What you are asked to do –
Among the records, which lines include "below"? List them.

[Start of Attachment]

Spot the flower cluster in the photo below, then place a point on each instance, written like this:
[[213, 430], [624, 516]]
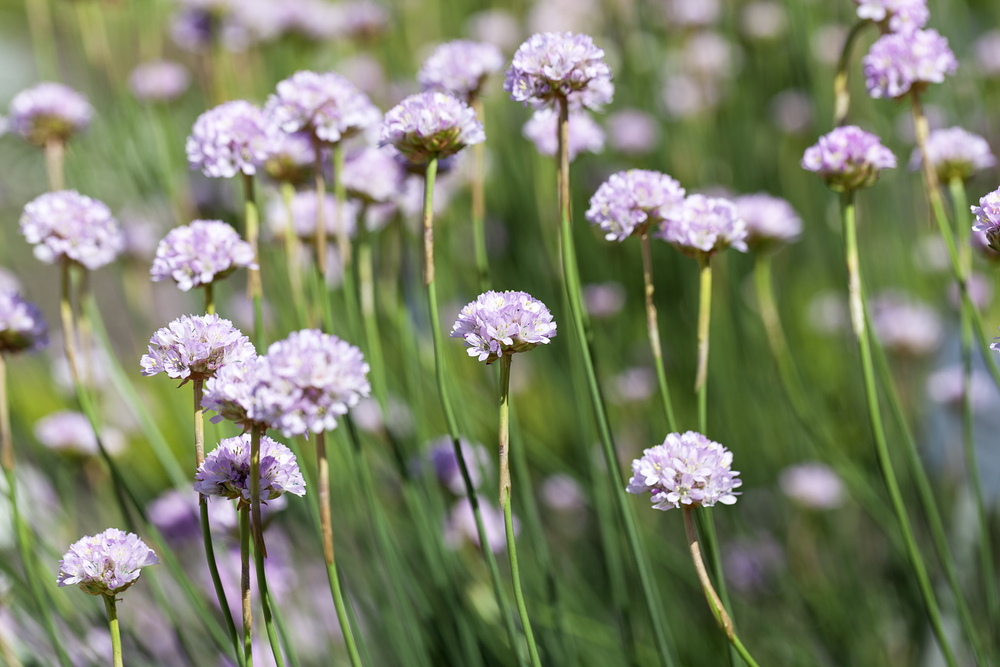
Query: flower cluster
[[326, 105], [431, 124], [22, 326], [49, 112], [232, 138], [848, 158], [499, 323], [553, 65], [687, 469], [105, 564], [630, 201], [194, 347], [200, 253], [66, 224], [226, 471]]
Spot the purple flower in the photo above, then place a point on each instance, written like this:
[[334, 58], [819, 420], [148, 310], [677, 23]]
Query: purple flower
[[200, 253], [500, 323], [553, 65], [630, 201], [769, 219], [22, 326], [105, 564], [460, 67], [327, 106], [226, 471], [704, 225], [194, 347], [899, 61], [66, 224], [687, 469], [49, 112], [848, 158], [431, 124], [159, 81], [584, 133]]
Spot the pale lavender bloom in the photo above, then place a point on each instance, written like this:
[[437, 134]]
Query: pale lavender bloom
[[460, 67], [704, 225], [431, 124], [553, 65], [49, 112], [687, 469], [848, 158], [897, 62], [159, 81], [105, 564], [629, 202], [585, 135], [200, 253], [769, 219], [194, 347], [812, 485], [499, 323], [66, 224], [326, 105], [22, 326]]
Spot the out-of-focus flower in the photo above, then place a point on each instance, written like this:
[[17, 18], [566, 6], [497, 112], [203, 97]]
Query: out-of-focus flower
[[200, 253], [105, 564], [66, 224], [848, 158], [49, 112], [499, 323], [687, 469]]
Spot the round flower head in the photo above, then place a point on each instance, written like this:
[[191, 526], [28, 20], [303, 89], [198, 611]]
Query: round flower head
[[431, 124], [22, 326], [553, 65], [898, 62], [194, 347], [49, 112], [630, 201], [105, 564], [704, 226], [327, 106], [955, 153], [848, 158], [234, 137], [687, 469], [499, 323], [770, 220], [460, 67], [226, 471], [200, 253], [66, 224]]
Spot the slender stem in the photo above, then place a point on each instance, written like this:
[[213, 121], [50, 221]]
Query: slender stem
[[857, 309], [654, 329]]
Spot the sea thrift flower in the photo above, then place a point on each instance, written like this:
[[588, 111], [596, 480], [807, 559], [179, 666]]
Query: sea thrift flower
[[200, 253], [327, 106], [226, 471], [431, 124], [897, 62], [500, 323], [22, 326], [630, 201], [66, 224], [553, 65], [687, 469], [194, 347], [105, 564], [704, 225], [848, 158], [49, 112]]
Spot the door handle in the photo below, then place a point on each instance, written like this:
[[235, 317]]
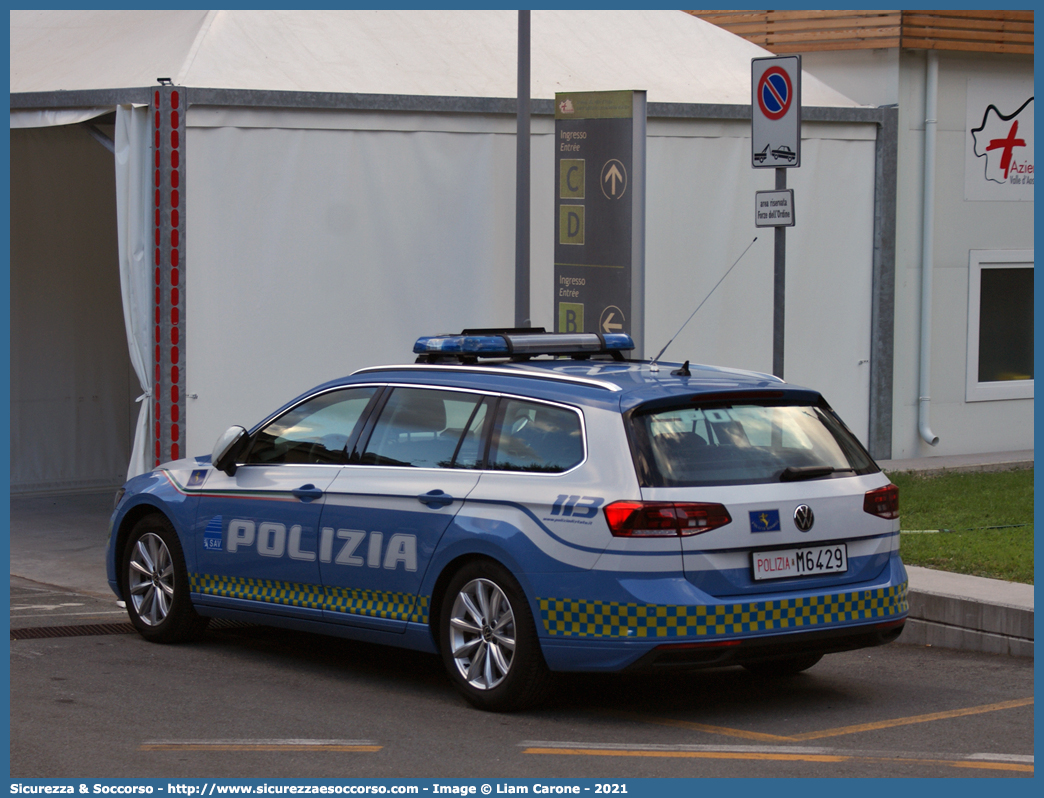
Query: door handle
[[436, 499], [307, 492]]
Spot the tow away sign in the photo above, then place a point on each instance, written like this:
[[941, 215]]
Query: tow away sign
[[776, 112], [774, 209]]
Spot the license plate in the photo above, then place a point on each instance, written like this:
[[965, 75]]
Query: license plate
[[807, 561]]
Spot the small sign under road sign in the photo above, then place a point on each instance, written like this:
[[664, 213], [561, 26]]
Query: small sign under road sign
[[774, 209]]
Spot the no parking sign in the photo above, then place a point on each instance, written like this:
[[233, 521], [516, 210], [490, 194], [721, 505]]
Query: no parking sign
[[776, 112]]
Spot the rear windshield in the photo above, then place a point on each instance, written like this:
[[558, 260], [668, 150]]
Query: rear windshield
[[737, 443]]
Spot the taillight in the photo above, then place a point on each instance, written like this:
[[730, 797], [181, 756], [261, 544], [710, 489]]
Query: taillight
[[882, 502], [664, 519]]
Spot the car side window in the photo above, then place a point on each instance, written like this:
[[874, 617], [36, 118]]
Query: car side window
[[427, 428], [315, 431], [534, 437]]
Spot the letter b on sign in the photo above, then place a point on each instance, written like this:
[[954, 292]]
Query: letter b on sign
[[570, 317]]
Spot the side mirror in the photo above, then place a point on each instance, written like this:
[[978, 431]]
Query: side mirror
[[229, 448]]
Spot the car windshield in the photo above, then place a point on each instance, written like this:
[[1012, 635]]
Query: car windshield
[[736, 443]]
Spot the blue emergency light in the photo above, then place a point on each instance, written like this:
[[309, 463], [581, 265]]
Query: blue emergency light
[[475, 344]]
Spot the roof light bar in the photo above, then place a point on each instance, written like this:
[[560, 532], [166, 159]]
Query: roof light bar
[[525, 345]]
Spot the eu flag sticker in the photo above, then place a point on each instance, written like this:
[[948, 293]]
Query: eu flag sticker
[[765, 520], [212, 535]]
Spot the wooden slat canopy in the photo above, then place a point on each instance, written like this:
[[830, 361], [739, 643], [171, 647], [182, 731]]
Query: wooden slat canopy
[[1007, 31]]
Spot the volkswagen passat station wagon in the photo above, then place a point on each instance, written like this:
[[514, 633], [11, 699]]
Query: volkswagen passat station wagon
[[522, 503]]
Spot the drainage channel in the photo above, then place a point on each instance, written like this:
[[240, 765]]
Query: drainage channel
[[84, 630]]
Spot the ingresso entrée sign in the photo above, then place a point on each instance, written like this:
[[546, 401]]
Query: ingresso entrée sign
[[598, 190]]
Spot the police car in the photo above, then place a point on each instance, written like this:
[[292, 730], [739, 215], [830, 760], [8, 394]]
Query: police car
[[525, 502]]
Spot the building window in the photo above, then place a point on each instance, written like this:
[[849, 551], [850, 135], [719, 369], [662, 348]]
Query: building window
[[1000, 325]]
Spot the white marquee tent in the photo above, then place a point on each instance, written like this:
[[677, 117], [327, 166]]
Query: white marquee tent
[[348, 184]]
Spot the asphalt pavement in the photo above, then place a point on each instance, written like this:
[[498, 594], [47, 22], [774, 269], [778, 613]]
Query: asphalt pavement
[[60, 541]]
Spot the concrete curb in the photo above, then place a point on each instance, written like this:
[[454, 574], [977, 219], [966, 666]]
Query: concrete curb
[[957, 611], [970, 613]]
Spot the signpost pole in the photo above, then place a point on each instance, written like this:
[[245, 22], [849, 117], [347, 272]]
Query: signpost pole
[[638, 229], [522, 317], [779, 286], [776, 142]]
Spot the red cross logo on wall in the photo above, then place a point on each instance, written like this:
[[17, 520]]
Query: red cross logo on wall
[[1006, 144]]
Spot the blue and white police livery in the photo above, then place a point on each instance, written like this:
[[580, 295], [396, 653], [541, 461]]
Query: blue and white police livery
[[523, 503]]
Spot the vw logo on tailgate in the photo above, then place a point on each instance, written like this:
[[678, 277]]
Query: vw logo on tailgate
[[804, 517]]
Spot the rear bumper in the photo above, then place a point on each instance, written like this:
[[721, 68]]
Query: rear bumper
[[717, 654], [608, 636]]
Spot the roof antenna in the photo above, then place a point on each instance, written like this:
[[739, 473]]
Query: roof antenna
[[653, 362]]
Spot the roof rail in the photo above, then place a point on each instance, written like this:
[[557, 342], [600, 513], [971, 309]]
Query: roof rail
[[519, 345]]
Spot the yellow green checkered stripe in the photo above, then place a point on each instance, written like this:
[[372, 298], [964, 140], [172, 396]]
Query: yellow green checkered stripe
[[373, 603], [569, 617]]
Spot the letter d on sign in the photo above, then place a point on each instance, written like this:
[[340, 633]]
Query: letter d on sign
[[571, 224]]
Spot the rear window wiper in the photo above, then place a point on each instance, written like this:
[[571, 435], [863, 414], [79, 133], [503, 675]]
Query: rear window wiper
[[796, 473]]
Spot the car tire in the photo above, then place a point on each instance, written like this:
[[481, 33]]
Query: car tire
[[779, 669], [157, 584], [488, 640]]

[End of Attachment]
[Start of Attachment]

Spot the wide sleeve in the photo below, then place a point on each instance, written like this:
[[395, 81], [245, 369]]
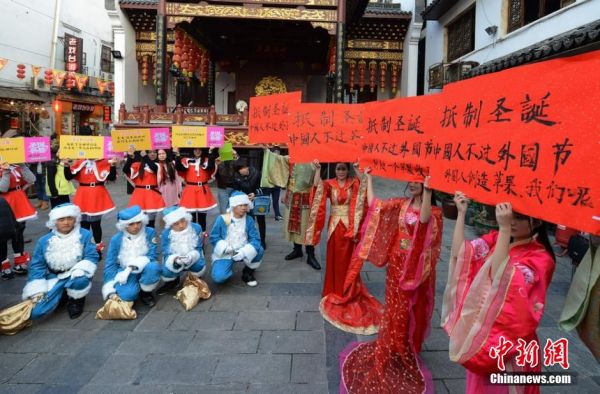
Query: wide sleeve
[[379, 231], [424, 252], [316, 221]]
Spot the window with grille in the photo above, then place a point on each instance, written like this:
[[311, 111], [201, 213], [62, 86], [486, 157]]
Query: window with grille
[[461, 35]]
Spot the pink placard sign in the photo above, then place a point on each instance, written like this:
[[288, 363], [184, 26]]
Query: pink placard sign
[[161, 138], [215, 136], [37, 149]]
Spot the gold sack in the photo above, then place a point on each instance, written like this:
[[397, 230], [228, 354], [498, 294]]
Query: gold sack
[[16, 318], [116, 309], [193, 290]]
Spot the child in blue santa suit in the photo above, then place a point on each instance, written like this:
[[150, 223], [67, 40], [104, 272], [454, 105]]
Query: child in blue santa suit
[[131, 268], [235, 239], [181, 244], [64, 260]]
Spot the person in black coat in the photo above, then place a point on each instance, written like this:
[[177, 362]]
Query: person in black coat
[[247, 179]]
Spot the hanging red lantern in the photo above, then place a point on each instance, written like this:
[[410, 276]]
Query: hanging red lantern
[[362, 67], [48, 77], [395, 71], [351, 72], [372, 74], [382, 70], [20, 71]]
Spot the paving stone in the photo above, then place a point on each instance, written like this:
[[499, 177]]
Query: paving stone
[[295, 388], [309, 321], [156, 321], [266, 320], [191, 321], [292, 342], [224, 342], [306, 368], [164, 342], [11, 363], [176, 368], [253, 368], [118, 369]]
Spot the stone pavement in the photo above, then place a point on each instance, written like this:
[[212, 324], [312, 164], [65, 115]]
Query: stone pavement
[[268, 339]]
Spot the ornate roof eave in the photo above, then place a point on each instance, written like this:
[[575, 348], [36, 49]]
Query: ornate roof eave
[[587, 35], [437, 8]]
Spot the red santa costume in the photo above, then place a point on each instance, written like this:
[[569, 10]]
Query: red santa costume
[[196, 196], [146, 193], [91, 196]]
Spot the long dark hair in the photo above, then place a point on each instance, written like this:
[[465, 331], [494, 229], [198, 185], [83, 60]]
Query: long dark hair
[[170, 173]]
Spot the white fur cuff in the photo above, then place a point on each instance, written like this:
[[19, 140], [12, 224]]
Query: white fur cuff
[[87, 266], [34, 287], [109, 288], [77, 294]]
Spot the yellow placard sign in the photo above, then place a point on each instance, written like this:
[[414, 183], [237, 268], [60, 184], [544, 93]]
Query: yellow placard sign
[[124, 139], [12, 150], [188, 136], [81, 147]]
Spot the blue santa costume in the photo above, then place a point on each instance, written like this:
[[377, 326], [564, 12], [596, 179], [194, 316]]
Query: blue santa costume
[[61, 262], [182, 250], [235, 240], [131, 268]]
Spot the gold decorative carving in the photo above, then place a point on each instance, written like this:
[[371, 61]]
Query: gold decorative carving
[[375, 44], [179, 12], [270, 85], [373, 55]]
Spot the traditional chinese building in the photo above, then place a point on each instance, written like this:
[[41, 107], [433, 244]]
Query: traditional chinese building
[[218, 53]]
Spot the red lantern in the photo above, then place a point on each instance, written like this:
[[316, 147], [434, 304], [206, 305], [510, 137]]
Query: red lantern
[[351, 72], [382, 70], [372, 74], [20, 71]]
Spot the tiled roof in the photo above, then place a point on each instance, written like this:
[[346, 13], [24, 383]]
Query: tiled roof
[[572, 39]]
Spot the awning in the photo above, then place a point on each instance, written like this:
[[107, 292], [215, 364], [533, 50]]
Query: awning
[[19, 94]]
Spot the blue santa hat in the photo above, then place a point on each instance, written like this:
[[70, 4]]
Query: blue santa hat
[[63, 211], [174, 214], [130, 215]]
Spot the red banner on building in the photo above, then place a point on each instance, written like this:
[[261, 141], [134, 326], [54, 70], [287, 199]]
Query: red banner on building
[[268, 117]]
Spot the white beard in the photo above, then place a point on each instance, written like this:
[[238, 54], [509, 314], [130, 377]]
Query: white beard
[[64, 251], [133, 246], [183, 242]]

[End of Attachment]

Finished task –
Spot the flower cluster in the photo below, then place a point on each instance, written like this:
Spot the door handle in the photo below, then place a point on each instance, written like this:
Spot the wide sleeve in the photo below, then place a point on each instance, written like this:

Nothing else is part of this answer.